▸ **Problem to solve**: Return all entries below exactly. Skip nothing.

▸ **Dataset extract**:
====
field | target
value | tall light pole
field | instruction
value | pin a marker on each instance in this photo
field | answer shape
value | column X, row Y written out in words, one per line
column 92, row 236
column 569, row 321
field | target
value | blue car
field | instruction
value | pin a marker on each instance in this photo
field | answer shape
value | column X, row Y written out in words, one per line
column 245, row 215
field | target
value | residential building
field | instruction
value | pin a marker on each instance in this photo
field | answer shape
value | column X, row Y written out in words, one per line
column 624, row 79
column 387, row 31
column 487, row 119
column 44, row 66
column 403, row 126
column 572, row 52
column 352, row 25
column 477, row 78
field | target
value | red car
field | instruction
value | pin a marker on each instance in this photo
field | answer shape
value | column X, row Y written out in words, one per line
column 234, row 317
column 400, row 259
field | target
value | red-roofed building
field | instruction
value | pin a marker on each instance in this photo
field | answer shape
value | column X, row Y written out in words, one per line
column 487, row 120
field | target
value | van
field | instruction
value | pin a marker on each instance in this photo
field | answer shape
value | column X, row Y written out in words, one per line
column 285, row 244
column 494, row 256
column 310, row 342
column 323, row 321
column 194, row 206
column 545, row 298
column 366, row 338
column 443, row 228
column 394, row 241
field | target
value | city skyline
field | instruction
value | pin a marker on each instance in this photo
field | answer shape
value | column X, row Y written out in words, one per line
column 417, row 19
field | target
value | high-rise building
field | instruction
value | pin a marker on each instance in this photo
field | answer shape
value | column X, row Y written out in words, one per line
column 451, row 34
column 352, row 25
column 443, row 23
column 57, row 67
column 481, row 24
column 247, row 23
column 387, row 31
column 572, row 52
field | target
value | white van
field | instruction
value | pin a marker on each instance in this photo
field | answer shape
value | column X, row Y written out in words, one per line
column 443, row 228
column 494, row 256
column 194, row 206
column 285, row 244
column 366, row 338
====
▸ **Result of this exercise**:
field | target
value | tall light pole
field | instruction
value | pin a marker on each instance in this photo
field | answer shape
value | column X, row Y written out in words, one per line
column 92, row 236
column 569, row 321
field | target
value | blue car
field | instruction
value | pin a marker on each instance in this photo
field | answer shape
value | column X, row Y written out in words, one per line
column 245, row 215
field | target
value | residential building
field | instruction
value | pin a marker on each instance in this photo
field | answer shape
value | column X, row Y written out in words, one per line
column 624, row 79
column 387, row 31
column 487, row 119
column 44, row 66
column 403, row 126
column 572, row 52
column 352, row 25
column 477, row 78
field | target
value | red car
field | instruction
value | pin a marker on each instance in this photo
field | answer shape
value | column X, row Y written out in words, one per line
column 234, row 317
column 400, row 259
field | target
value | red-roofed building
field | instruction
value | pin a marker on each instance in this photo
field | answer shape
value | column X, row Y written out in words, one per line
column 487, row 120
field | target
value | van
field | instruction
value | pin a marker on each instance in this photo
field | answer shape
value | column X, row Y written out in words, one per line
column 285, row 244
column 494, row 256
column 310, row 342
column 323, row 321
column 194, row 206
column 545, row 298
column 366, row 338
column 443, row 228
column 394, row 241
field | target
value | city skyline
field | instruction
value | pin a marker on each instance in this photo
field | answer shape
value | column X, row Y written out in words, one per line
column 417, row 19
field | target
value | high-rise building
field | instruction
value | pin a marker on each instance in this photo
field | answer shape
value | column X, row Y written out in words, one per line
column 451, row 34
column 352, row 25
column 443, row 23
column 57, row 67
column 481, row 24
column 247, row 23
column 387, row 31
column 572, row 52
field | target
value | white van
field | instruction
value | pin a marker on each instance in this photo
field | answer shape
value | column X, row Y written out in words, one per line
column 443, row 228
column 494, row 256
column 194, row 206
column 285, row 244
column 366, row 338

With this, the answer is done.